Material to process:

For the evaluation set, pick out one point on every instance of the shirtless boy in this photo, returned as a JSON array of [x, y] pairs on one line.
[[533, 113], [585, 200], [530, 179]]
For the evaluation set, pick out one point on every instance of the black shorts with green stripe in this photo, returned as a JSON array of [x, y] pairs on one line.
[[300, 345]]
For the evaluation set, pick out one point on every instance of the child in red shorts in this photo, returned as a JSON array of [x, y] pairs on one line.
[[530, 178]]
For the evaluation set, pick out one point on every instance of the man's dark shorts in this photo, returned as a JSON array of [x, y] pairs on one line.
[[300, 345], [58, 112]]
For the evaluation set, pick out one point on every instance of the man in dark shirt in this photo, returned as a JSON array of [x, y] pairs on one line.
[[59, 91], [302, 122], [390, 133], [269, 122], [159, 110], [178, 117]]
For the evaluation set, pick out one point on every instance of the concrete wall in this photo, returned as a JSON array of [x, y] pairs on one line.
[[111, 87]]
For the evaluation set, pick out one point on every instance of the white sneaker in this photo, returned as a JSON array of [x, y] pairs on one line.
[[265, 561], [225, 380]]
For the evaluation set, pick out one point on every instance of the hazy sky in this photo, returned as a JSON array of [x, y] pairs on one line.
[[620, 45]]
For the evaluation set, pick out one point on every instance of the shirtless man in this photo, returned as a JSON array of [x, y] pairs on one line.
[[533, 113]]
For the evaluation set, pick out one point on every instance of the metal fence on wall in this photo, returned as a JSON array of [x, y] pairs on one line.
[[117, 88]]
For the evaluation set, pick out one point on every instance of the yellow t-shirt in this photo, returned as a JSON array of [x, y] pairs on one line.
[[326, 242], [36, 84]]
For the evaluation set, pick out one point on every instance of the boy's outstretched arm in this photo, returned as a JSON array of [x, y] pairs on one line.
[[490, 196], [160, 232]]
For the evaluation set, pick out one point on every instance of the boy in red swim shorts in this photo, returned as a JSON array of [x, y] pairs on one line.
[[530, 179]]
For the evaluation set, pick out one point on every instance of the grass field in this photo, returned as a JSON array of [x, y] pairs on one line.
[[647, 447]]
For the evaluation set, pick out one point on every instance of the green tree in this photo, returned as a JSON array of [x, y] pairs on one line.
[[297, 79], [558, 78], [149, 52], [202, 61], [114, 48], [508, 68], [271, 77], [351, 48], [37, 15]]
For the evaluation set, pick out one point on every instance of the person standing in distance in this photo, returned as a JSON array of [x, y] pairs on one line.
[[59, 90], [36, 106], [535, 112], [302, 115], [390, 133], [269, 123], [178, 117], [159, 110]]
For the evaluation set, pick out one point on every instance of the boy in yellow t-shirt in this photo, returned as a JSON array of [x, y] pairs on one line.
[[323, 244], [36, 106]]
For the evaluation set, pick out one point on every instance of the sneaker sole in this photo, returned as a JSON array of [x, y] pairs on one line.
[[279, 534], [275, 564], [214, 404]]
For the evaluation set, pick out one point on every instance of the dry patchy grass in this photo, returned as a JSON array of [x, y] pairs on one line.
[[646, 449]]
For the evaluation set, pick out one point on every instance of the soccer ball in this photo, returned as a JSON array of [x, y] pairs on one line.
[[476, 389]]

Written problem:
Copy all the lines above word for word, with nothing changed.

Solution to the exercise:
For the evaluation set, pick out one point on every instance of the shirtless boy in this photo, returned as a JSON array of [x, y] pairs on one line.
[[533, 113], [585, 200], [530, 179]]
For the evaluation set, pick out one point on every instance of the black shorts with green stripe in this photo, returned as a JSON array of [x, y] pairs on one line.
[[300, 345]]
For the evaluation set, pick out one point on every instance of the child in red shorts in this photo, returned as a JSON array of [x, y] pairs on one line.
[[530, 178]]
For the evaluation set, pick out one point on every instance of the man's dark shorts in this photo, returned as a JSON array of [x, y] pairs on one line.
[[300, 345], [58, 112]]
For the evaluation set, pick out one point on every instance of the man in dark shirt in this photo, returned as a JSON array of [x, y] pairs on one line.
[[59, 91], [302, 122], [390, 133], [269, 122], [159, 110], [178, 117]]
For the evaluation set, pick out one point on every instance of the concrete wall in this photo, returned as a JSON array of [x, y] pairs on one line.
[[111, 87]]
For the evaluation set, pick out one point on every instance of the white sneaker in this photo, returned as a JSON array of [x, y] pairs on one line.
[[265, 561], [225, 380]]
For the evaluation set, pick out one point on every instance of the hazy sky in this photo, returned as a JSON array of [x, y] pairs on one line.
[[620, 45]]
For the evaluation set, pick out one point on every instance of the shirtless man in this photo, returned as a JSON array of [x, y] pairs on one line.
[[533, 113]]
For the evaluation set, pick out one point on every instance of the metal fence on wall in this photo, returned as a JSON array of [x, y] pairs on one line.
[[117, 88]]
For the evaluation set, pick out one point on every instance of the yellow t-shirt in this photo, returned as a JSON array of [x, y] pairs on one line.
[[326, 242], [36, 84]]
For the evaluation set, pick out one point on every instance of the boy's outstretched arm in this photo, returned as a JSON array of [x, y] pairs on one line.
[[490, 196], [160, 232]]
For the evaluation set, pick out one point on every instance of the boy in red swim shorts in this photo, returned as a JSON array of [x, y] pairs on one line.
[[530, 179]]
For the evaluation set, pick out one point on every instance of the grass field in this photo, returned as a JSON array of [x, y] pairs on one line.
[[647, 447]]
For the evaluation set, pick out one point on every instance of the green tree in this photo, returned as a JSON array of [x, y] pairs on one line.
[[297, 79], [558, 78], [149, 52], [202, 61], [114, 48], [508, 68], [271, 77], [351, 48], [37, 15]]
For the evaluation set, pick out one point on every instance of the person standing in distance in this photo, returned as a JSON array of [x, y] pairs on one line.
[[59, 90], [36, 106], [535, 112], [302, 115], [390, 133], [269, 123], [178, 117], [159, 110]]
For the evaluation set, pick out one point on every instance of the boy in yellow t-shirt in this photo, returned as a JSON array of [x, y] pairs on one line.
[[323, 244], [36, 106]]
For the evaluation set, pick out one point on every instance of the sneaker sole in this photo, returned as a JSON array of [x, y] pairs on one line.
[[279, 534], [275, 564], [214, 404]]
For the evaluation set, pick out one point on every instance of the dry patchy grass in this photo, returned as a JSON array of [x, y] pairs on one line.
[[646, 449]]
For the evaluation set, pick out one point on every instance of the soccer ball in this photo, returned as a JSON array of [x, y] pairs on one line.
[[476, 389]]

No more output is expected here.